The response should consist of the records, reproduced exactly.

------------

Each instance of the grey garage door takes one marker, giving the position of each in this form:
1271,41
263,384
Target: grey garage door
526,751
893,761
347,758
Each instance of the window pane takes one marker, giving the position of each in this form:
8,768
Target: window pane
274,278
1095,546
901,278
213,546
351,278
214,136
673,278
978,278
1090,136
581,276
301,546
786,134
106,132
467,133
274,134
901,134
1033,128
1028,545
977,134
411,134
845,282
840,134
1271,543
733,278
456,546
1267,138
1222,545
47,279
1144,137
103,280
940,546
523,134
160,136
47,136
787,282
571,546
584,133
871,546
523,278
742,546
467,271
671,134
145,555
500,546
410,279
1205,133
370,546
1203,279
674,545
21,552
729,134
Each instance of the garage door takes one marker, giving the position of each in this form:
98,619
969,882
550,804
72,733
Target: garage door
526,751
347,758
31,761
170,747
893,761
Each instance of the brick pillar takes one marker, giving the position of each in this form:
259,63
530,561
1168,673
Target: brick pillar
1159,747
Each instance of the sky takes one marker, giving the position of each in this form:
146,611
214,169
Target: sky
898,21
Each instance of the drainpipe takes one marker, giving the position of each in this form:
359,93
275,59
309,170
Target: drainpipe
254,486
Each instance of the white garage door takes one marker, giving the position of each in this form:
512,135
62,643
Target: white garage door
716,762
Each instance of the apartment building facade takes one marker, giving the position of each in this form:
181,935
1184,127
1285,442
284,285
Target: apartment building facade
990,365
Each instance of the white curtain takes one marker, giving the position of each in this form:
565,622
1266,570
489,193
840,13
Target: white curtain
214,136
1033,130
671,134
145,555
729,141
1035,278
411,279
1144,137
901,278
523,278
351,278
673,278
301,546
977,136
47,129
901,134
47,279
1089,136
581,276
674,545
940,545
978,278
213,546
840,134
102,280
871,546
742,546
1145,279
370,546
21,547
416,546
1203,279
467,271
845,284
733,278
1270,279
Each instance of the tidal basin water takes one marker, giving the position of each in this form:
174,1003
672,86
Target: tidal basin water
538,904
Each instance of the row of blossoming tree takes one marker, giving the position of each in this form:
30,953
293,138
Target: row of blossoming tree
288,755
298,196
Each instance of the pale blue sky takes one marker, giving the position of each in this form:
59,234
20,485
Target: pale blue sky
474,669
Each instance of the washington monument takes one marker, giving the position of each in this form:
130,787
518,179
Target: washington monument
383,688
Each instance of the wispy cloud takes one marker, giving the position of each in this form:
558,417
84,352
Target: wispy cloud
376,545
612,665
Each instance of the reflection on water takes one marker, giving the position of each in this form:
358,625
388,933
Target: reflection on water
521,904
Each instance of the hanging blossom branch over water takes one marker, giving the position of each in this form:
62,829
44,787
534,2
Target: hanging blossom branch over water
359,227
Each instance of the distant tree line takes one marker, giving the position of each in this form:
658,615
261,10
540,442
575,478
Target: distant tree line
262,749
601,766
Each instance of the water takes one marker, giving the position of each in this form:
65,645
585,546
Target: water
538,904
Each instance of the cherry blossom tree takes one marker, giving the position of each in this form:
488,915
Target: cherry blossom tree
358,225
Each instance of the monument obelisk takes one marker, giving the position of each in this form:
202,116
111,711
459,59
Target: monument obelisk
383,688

------------

> _EXERCISE OUTPUT_:
Each instance of the grey garage door takes one marker, giving the position of each in this form:
1271,41
263,384
Target: grey garage door
526,751
893,761
347,758
Each instance of the window pane takes one marker, giving the position of each in this form:
8,768
Target: window pane
274,278
1095,546
901,278
213,546
351,278
214,136
673,278
978,278
1090,136
581,276
301,546
786,134
106,132
467,133
274,134
901,134
1033,128
1028,545
977,134
411,134
845,282
840,134
1271,543
733,278
456,546
1267,138
1222,545
47,279
1144,137
103,280
940,546
523,134
160,136
47,136
787,282
571,546
584,133
871,546
523,278
742,546
467,271
671,134
145,555
500,546
410,279
1205,133
370,546
1203,279
674,545
21,552
729,134
Each instance of the garage door takes one marker, giving the position of each in this form:
98,619
969,882
550,804
72,733
Target: garage door
526,751
347,758
31,761
170,747
893,761
Each instance of the brick pillar takes one marker, giving the position of each in this form:
259,63
530,561
1168,673
Target: brick pillar
1159,747
Each instance of the sky takes one marker, giving the position of each in this form:
146,611
214,169
Target: sky
898,21
Each instance of the drainpipe takes one marker, giving the position of each in this form:
359,93
275,59
309,170
Target: drainpipe
254,486
Each instance of the white garage door takes one marker, giving the position of each in this form:
512,135
62,643
Target: white garage door
716,762
Each instance of the apartment building facade takes one marker, giving the position of each in this form:
181,935
1184,127
1285,442
284,285
Target: apartment building facade
990,365
Each instance of the white curtain takes one marker, giving the position of each in this form:
565,622
1266,570
489,193
840,13
Target: white curtain
214,136
1033,130
671,134
145,555
729,141
1035,278
411,279
1144,137
901,278
523,278
351,278
673,278
301,546
977,136
47,129
901,134
47,279
1089,136
581,276
674,545
940,545
978,278
213,546
840,134
102,280
871,546
742,546
1145,279
370,546
21,547
416,546
1203,279
467,271
845,284
733,278
1270,279
Each instance of the tidal basin water takes one marker, giving the position of each in this form:
174,1003
672,86
Target: tidal basin water
538,904
Each instance of the row of blossoming tree takes one marker, giving the position of each in this form:
30,953
293,138
Target: row of blossoming tree
288,755
298,196
Each instance of the pale blue sky takes one marker, giving the position of each in this form:
59,234
20,485
Target: pale blue sky
474,669
Each instance of the washington monument takes one marker, giving the position of each in this form:
130,787
518,179
Target: washington monument
383,688
Each instance of the wispy cloud takes one marker, giving the position of each in this form:
558,417
84,352
Target: wispy cloud
376,545
612,665
Each instance of the reflection on water takes one marker, giving the position of each in this form:
358,625
388,933
Target: reflection on water
521,904
Each instance of the hanging blossom branch over water takes one marker, giving the position of each in this form:
62,829
44,787
534,2
Target: hanging blossom branch over water
359,227
Each instance of the distant tree line takes one marker, giving the position of each in this form:
658,615
261,10
540,442
575,478
Target: distant tree line
262,749
601,766
Each instance of the water takes one marker, giving the position of each in this form:
65,645
585,546
Target: water
538,904
Each instance of the cherry blossom tree takes one marker, giving the position of each in this form:
488,915
Target: cherry blossom tree
358,225
Each instance of the monument obelisk takes one marker, giving the position of each in this form:
202,116
111,711
459,59
Target: monument obelisk
383,688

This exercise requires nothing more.